Short exercise: Give the data below again exactly as it stands. Omit the pictures.

□ □ □ □ □ □ □

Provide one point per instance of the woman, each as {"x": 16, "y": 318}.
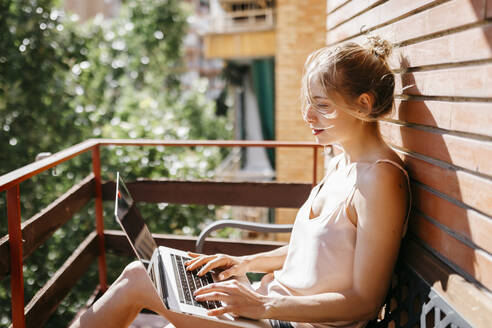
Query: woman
{"x": 337, "y": 267}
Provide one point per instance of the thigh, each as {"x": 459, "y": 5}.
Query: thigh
{"x": 280, "y": 324}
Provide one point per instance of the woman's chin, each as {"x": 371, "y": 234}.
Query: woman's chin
{"x": 323, "y": 140}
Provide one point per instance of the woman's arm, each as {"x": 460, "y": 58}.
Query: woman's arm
{"x": 381, "y": 203}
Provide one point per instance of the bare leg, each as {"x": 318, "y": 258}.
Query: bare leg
{"x": 123, "y": 301}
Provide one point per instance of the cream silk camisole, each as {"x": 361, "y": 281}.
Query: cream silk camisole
{"x": 321, "y": 249}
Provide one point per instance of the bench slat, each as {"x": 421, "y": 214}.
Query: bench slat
{"x": 267, "y": 194}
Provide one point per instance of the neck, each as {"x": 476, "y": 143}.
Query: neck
{"x": 364, "y": 144}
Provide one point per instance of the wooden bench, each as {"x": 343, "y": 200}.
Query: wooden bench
{"x": 412, "y": 301}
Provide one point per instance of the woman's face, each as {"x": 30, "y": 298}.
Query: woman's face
{"x": 329, "y": 124}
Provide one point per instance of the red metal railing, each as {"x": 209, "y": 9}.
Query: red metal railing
{"x": 10, "y": 183}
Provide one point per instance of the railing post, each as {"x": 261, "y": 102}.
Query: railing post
{"x": 96, "y": 166}
{"x": 15, "y": 243}
{"x": 315, "y": 164}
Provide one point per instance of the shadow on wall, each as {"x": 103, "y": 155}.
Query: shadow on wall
{"x": 432, "y": 181}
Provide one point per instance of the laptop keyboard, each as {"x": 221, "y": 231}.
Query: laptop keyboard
{"x": 189, "y": 281}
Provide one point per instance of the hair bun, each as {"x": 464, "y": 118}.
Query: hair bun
{"x": 379, "y": 47}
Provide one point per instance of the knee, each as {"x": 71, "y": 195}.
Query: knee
{"x": 134, "y": 277}
{"x": 134, "y": 272}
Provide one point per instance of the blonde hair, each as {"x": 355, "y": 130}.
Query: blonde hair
{"x": 351, "y": 70}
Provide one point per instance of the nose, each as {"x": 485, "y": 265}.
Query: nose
{"x": 310, "y": 115}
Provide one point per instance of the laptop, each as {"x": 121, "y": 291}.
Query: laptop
{"x": 165, "y": 266}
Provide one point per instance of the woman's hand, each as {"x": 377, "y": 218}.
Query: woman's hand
{"x": 240, "y": 300}
{"x": 233, "y": 265}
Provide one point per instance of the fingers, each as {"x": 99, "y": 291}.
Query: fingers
{"x": 215, "y": 263}
{"x": 212, "y": 296}
{"x": 191, "y": 254}
{"x": 198, "y": 262}
{"x": 220, "y": 311}
{"x": 227, "y": 287}
{"x": 228, "y": 273}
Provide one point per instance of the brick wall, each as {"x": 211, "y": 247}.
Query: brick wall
{"x": 442, "y": 122}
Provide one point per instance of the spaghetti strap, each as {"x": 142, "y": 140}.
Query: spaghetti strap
{"x": 409, "y": 190}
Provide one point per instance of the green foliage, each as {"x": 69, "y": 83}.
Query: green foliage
{"x": 62, "y": 82}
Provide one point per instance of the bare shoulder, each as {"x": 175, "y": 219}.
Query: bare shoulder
{"x": 382, "y": 188}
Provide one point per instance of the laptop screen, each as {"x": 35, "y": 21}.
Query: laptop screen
{"x": 132, "y": 223}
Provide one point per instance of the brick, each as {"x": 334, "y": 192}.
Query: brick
{"x": 433, "y": 20}
{"x": 378, "y": 15}
{"x": 347, "y": 11}
{"x": 475, "y": 262}
{"x": 470, "y": 81}
{"x": 466, "y": 222}
{"x": 464, "y": 187}
{"x": 456, "y": 116}
{"x": 332, "y": 5}
{"x": 468, "y": 45}
{"x": 467, "y": 153}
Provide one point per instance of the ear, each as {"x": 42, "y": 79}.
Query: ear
{"x": 365, "y": 102}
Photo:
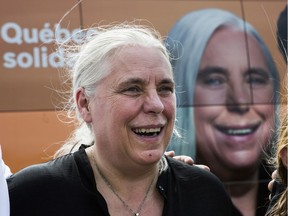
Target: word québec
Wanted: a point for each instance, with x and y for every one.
(37, 55)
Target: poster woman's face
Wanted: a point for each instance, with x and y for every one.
(234, 114)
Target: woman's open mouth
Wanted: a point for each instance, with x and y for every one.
(243, 131)
(149, 132)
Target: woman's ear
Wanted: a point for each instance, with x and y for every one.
(283, 155)
(83, 105)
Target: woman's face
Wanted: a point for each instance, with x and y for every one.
(133, 112)
(234, 114)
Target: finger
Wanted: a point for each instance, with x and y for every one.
(270, 185)
(202, 167)
(185, 159)
(170, 153)
(274, 174)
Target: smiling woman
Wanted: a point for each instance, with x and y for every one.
(227, 86)
(123, 93)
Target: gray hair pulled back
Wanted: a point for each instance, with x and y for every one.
(92, 62)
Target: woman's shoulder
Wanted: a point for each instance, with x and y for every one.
(43, 172)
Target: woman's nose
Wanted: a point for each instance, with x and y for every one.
(153, 103)
(239, 99)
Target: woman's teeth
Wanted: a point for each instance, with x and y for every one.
(147, 131)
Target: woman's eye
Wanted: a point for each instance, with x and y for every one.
(258, 77)
(166, 90)
(257, 80)
(213, 81)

□ □ □ □ □ □ □

Output below:
Provide one point per instance of the woman, each as {"x": 16, "y": 318}.
Query: woman
{"x": 337, "y": 267}
Provide one point per instance of the thigh, each as {"x": 459, "y": 5}.
Query: thigh
{"x": 280, "y": 324}
Provide one point per instance of the woman's chin, each as {"x": 371, "y": 234}.
Query: woman's chin
{"x": 323, "y": 140}
Provide one point per instance of the woman's arm, each as {"x": 460, "y": 58}.
Query: woman's arm
{"x": 381, "y": 203}
Provide one point per instance of the bare leg, each as {"x": 318, "y": 258}.
Query: bare leg
{"x": 123, "y": 301}
Provide one point per instance of the cream silk camisole, each as {"x": 361, "y": 281}.
Query: cream silk camisole
{"x": 321, "y": 249}
Provide one point per instance of the bench slat, each as {"x": 421, "y": 214}.
Query: bench slat
{"x": 267, "y": 194}
Provide one point per instance of the neck, each as {"x": 476, "y": 143}.
Query: neck
{"x": 364, "y": 144}
Provide one point per instance of the wooden bench, each as {"x": 343, "y": 200}.
Query: wooden bench
{"x": 412, "y": 301}
Provide one point per instance of the woman's face, each as {"x": 30, "y": 298}.
Query: woman's face
{"x": 329, "y": 124}
Provide one point per instance of the red metal railing, each as {"x": 209, "y": 9}.
Query: red metal railing
{"x": 10, "y": 183}
Provide one point per instance of the railing post, each as {"x": 261, "y": 102}.
Query: railing post
{"x": 96, "y": 166}
{"x": 15, "y": 243}
{"x": 315, "y": 164}
Provide one point per instance of the shadow on wall, each as {"x": 103, "y": 155}.
Query: shadow on wall
{"x": 432, "y": 181}
Provide one point per instance of the laptop keyboard, each as {"x": 221, "y": 231}.
Query: laptop keyboard
{"x": 189, "y": 281}
Provide one point per instance of the hair bun, each as {"x": 464, "y": 118}.
Query: hair bun
{"x": 379, "y": 47}
Provide one point per instance of the knee, each as {"x": 71, "y": 195}.
Query: knee
{"x": 134, "y": 277}
{"x": 134, "y": 272}
Provide one point per instance of the blonde hair, each as {"x": 355, "y": 130}.
Query: blonde hair
{"x": 351, "y": 70}
Provide one point per instance of the nose, each as {"x": 485, "y": 265}.
Query: nose
{"x": 310, "y": 115}
Provide one point per instance of the laptop, each as {"x": 121, "y": 291}.
Query: laptop
{"x": 165, "y": 266}
Provide one point per instance of the woman's hand, each as {"x": 377, "y": 218}.
Query: woman's hand
{"x": 240, "y": 300}
{"x": 233, "y": 265}
Provide one point per instance of the fingers, each as {"x": 99, "y": 291}.
Query: fingers
{"x": 215, "y": 263}
{"x": 212, "y": 296}
{"x": 191, "y": 254}
{"x": 198, "y": 262}
{"x": 220, "y": 311}
{"x": 227, "y": 287}
{"x": 228, "y": 273}
Provide one point per instance of the brick wall, each as {"x": 211, "y": 247}.
Query: brick wall
{"x": 442, "y": 122}
Provide one point per instance of the spaghetti strap, each as {"x": 142, "y": 140}.
Query: spaghetti strap
{"x": 409, "y": 190}
Provide one point per instance of the green foliage, each as {"x": 69, "y": 83}.
Query: green foliage
{"x": 62, "y": 82}
Provide one point per instance of the bare shoulder, each as {"x": 175, "y": 219}.
Query: bare shoulder
{"x": 382, "y": 188}
Provide one point per instance of the laptop screen, each as {"x": 35, "y": 21}.
Query: laptop screen
{"x": 132, "y": 223}
Provide one point per instance of the brick, each as {"x": 334, "y": 192}.
Query: brick
{"x": 433, "y": 20}
{"x": 378, "y": 15}
{"x": 347, "y": 11}
{"x": 475, "y": 262}
{"x": 470, "y": 81}
{"x": 466, "y": 222}
{"x": 464, "y": 187}
{"x": 456, "y": 116}
{"x": 332, "y": 5}
{"x": 468, "y": 45}
{"x": 467, "y": 153}
Provide one point per instance of the ear, each as {"x": 42, "y": 79}.
Query: ear
{"x": 365, "y": 102}
Photo:
Target: word québec
Wanted: a point for each instance, with x and y for every one.
(37, 55)
Target: poster woman's face
Wanted: a point for each instance, with x and y for every one.
(234, 114)
Target: woman's open mouth
Wanted: a point for each instance, with x and y for every one.
(243, 131)
(149, 132)
Target: woman's ear
Wanted: a point for each instance, with x and y for every one.
(283, 155)
(83, 105)
Target: woman's face
Wanted: a point for each instance, with x and y for every one.
(133, 112)
(234, 114)
Target: finger
Wanted: a point for each instance, with x and y for every one.
(270, 185)
(202, 167)
(185, 159)
(170, 153)
(274, 174)
Target: smiling woman
Wanted: a point for each instance, with x and y for every one.
(227, 86)
(123, 93)
Target: gray hair pulled back
Wanted: a point for each instance, with x and y for every one.
(92, 62)
Target: woman's shoulder
Wanted: a point for each instance, with x and y for every one.
(43, 172)
Target: woman's nose
Wanted: a point for each instance, with x and y for every one.
(153, 103)
(239, 99)
Target: woman's teeth
Wanted: a point for each instance, with x and y for every one.
(147, 131)
Target: woman's eye
Wanted: a point for each instance, with x and y for every one.
(258, 77)
(166, 90)
(257, 80)
(213, 81)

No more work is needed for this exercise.